**YOUR ASSIGNMENT**. Skip any pictures. Repeat the data exactly, from its first line through the line that holds "positive clicks: (155, 147)", both included.

━━━━

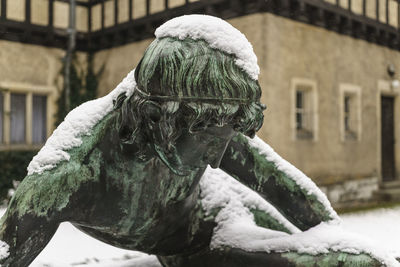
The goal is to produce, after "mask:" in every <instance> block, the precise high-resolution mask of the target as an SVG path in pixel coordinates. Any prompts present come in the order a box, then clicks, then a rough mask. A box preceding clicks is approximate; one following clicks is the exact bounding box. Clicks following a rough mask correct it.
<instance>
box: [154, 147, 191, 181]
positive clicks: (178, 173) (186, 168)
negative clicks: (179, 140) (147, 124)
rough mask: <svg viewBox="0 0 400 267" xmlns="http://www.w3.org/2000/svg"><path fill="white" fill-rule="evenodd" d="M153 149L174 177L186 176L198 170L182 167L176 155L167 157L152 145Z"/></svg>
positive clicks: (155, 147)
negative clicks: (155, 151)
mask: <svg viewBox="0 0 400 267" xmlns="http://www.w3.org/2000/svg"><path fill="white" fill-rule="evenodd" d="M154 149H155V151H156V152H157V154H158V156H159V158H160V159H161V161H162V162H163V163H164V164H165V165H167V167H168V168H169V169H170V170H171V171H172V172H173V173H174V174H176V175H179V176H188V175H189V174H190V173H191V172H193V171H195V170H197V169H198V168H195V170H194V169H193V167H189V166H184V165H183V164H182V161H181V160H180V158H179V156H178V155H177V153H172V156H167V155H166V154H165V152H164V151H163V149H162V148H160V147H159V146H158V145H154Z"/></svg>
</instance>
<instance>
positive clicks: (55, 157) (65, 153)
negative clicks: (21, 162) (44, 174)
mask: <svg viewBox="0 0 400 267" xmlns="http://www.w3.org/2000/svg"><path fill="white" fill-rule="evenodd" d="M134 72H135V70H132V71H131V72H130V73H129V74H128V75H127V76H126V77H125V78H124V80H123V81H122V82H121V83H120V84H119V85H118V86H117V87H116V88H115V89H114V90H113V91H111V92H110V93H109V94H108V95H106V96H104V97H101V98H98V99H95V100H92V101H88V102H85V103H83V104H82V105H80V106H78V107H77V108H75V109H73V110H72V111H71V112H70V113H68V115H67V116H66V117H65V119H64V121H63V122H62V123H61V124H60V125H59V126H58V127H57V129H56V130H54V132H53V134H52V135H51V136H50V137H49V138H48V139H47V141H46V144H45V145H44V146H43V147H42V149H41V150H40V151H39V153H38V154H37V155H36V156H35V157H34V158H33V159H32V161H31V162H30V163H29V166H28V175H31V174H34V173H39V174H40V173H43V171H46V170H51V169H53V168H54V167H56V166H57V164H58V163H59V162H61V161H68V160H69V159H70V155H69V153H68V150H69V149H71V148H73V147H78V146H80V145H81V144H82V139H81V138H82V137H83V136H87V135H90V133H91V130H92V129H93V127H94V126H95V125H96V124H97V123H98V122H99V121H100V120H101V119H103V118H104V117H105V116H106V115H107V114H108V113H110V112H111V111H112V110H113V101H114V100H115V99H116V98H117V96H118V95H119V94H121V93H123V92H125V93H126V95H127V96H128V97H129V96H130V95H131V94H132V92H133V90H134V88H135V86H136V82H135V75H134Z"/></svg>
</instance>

━━━━

**THE ANSWER**.
The goal is to produce, after "mask:" in every <instance> block, the precise high-resolution mask of the target as an SVG path in pixel coordinates. Any prompts present come in the order a box, then clicks, then a rough mask. A box preceding clicks is approximate; one following clicks is the exact bounding box. Clicks following a rough mask correct it.
<instance>
box: [154, 147, 191, 181]
positive clicks: (178, 173) (186, 168)
negative clicks: (179, 140) (147, 124)
rough mask: <svg viewBox="0 0 400 267" xmlns="http://www.w3.org/2000/svg"><path fill="white" fill-rule="evenodd" d="M153 149L174 177L186 176L198 170L182 167L176 155L167 157L152 145Z"/></svg>
positive clicks: (155, 147)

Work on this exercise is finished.